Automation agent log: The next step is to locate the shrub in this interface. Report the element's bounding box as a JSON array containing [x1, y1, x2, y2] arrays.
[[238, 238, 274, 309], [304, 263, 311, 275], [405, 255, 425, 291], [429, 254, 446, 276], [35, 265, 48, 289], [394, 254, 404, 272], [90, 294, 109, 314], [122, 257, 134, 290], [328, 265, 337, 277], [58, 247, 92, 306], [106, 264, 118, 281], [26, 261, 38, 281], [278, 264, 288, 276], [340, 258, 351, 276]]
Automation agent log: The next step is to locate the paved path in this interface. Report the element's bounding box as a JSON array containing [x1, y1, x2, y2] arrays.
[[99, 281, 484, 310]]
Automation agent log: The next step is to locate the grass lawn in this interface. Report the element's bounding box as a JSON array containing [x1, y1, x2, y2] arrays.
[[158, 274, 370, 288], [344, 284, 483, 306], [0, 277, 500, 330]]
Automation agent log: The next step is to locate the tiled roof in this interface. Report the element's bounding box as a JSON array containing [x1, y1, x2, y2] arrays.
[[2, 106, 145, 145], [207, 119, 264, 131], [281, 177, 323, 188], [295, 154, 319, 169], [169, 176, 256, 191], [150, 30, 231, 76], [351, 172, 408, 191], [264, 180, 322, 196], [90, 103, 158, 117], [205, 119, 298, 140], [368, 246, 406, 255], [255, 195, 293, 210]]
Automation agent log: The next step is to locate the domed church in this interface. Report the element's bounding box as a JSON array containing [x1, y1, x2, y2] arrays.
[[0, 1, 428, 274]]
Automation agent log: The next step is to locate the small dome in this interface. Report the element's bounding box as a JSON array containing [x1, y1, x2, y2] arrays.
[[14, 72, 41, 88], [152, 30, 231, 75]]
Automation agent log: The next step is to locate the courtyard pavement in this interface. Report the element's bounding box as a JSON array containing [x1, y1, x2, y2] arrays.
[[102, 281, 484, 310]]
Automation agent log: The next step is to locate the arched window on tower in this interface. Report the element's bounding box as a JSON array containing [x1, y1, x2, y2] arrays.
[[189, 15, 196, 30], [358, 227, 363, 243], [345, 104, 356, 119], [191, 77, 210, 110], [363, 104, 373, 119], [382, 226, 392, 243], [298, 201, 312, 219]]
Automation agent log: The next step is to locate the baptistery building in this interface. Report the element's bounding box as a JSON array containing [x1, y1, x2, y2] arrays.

* GOAL OF THE EXERCISE
Retype every one of the entries above, keeping each line word for word.

* EXERCISE ANSWER
Automation agent log: The next step is to locate the shrub in this interface. Report the element's bounding box as a JSON array containing [x1, y1, x2, y2] arrays.
[[238, 238, 274, 309], [304, 263, 311, 275], [405, 255, 425, 291], [429, 254, 446, 276], [35, 265, 48, 289], [394, 254, 404, 272], [90, 294, 109, 314], [122, 257, 134, 290], [328, 265, 337, 277], [58, 247, 92, 306], [106, 264, 118, 281], [26, 261, 38, 281], [278, 264, 288, 276], [340, 258, 351, 276]]
Automation agent log: The next step is to locate the paved path in this interface. Report the element's bounding box as a JSON array containing [x1, y1, x2, y2] arrays.
[[99, 281, 484, 310]]
Automation agent log: The next step is to locate the grass lawn in this interface. Report the element's bounding box as a JSON array containing [x1, y1, x2, y2] arrays.
[[158, 274, 370, 288], [344, 284, 483, 306], [0, 277, 500, 330]]
Automation agent log: The next step is to locate the tiled roof in this interface. Report the element's bounding box as a JSON array containing [x1, y1, x2, y2] arrays.
[[2, 106, 145, 145], [207, 119, 264, 131], [281, 177, 323, 188], [295, 154, 319, 169], [169, 176, 256, 191], [150, 30, 231, 76], [351, 172, 408, 191], [264, 180, 322, 196], [90, 103, 158, 117], [205, 119, 298, 140], [368, 246, 406, 255], [255, 195, 293, 210]]
Automation agent log: The next step is to locate the domed church in this interface. Report the element's bounding box as a JSON array containing [x1, y1, x2, y2] arrays.
[[0, 1, 428, 274]]
Automation agent log: The next step is to locate the small dome in this interface. Report the element's bounding box as a JSON array containing [x1, y1, x2, y2] arrays.
[[14, 72, 41, 88], [152, 30, 231, 75]]
Automation agent log: The next step is to locate the courtyard pavement in this interface. Report the element's bounding box as a JSON array containing [x1, y1, x2, y2] arrays.
[[102, 281, 484, 310]]
Automation agent log: The next step is to locate the arched window on tower in this interface. Report the element's bounding box as a JSON array containing [x1, y1, x2, y2] arrays.
[[189, 15, 196, 30], [358, 227, 363, 243], [345, 104, 356, 119], [191, 77, 210, 110], [363, 104, 373, 119], [382, 226, 392, 243], [298, 201, 312, 219]]
Automation agent log: The next step is to locate the baptistery building in this interface. Report the element's bounding box as a JSON array containing [x1, y1, x2, y2] arrays.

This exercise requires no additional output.